** DATASET CONTENT follows **
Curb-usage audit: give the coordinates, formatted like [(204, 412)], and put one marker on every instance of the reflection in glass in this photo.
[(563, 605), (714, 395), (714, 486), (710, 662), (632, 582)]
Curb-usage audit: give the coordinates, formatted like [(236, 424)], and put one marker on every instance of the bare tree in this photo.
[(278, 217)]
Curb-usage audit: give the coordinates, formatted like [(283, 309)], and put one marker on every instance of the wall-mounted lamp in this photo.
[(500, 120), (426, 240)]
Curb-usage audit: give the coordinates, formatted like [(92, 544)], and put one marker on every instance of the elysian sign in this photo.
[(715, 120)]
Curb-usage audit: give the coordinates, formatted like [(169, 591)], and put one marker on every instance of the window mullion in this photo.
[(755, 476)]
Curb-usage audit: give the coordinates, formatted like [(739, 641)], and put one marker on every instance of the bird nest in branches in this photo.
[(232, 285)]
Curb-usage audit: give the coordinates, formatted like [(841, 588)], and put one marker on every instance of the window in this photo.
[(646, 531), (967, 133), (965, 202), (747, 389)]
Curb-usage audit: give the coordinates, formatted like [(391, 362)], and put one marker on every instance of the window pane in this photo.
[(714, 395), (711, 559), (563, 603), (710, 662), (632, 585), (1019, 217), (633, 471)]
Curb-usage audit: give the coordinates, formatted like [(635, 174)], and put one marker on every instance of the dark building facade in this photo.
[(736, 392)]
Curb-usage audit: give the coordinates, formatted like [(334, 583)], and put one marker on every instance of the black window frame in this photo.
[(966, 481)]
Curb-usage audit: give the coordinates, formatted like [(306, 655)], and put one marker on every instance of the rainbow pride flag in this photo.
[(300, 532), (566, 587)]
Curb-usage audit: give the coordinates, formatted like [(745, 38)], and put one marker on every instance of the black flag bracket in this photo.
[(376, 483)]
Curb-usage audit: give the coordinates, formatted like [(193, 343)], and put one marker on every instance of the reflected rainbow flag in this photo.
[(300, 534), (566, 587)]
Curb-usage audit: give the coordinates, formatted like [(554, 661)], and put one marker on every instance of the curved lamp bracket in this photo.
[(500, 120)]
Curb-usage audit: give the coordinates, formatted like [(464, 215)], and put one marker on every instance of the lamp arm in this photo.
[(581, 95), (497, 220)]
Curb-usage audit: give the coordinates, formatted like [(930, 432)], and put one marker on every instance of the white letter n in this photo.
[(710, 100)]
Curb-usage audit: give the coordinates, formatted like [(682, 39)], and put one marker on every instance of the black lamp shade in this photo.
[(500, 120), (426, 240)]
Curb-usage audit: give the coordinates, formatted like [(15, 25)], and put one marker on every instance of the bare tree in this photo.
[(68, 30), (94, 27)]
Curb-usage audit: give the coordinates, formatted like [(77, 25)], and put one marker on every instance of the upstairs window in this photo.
** End of DATASET CONTENT **
**YOUR ASSIGNMENT:** A faithful copy of all the material is the required answer.

**ANSWER FOR THE TASK:**
Curb-usage audit: give the coordinates, formatted like [(204, 412)], and put one marker on every instance of the reflection in glass in this photo.
[(563, 605), (714, 395), (714, 486), (710, 662), (632, 582)]
Curb-usage audit: give the coordinates, formatted like [(236, 424)], and put one marker on every instance of the bare tree in this photo.
[(278, 217)]
Curb-usage audit: give the coordinates, formatted like [(283, 309)], and put one marker on every instance of the wall-mounted lamp in this photo.
[(500, 120), (426, 240)]
Curb-usage audit: give the coordinates, formatted like [(92, 544)], and put one marker on every instance of the elysian sign in this photo.
[(715, 120)]
Curb-usage audit: give the coordinates, formatted like [(169, 591)], and put one marker on every instance of the window mullion in this photo.
[(755, 476)]
Curb-usage audit: give the coordinates, formatted like [(739, 641)], and put one marker on every instance of the bird nest in branches in this photo.
[(232, 285)]
Curb-usage audit: give the coordinates, formatted like [(841, 588)], and put one marker on every instance of the window in this photo.
[(646, 531), (967, 133), (965, 202), (747, 389)]
Curb-usage audit: give the coordinates, formatted like [(391, 362)], and put one marker on every instance of the window pane in this photo.
[(714, 395), (711, 559), (563, 603), (710, 662), (632, 585), (1019, 217), (633, 471)]
Curb-usage audit: give the coordinates, formatted like [(635, 174)], and put one marker on every instance of the dark building facade in this photo.
[(736, 392)]
Curb-usage audit: give the coordinates, formatted like [(334, 583)], and put one marker on every instance of the black window frame in this photo.
[(966, 481)]
Curb-usage audit: give the coordinates, formatted like [(306, 655)], and put one marker on every instance of the rainbow pride flag in this photo.
[(300, 532), (566, 587)]
Curb-usage audit: give the coordinates, formatted like [(745, 38)], and put one marker on every instance of the black flag bracket in this photo.
[(376, 483)]
Curb-usage audit: give the coordinates, formatted like [(193, 343)], and put one marker on every instance of the reflected rainbow flag in this photo.
[(300, 534), (566, 587)]
Curb-usage audit: give the coordinates, formatted like [(554, 661)], and put one marker on every instance of the curved lamp bracket in this photo.
[(500, 120)]
Curb-usage audit: give the coordinates, formatted like [(464, 215)], and put one marker on every instance of the lamp arm in this photo.
[(581, 95), (497, 220)]
Curb-usage audit: give the coordinates, formatted like [(930, 432)], and put one marker on every instance of the white letter n in this photo.
[(710, 100)]
Curb-usage audit: give the coordinates, formatted like [(682, 39)], and put one marker on every instance of the black lamp shade in this photo.
[(500, 120), (426, 240)]
Curb-usage audit: give the coordinates, formatted like [(15, 25)], and put one marker on every instance of the bare tree in this photo.
[(68, 30), (94, 27)]
Curb-usage audit: give the coordinates, formatted like [(77, 25)], and put one marker on every instance of the upstairs window in this photo.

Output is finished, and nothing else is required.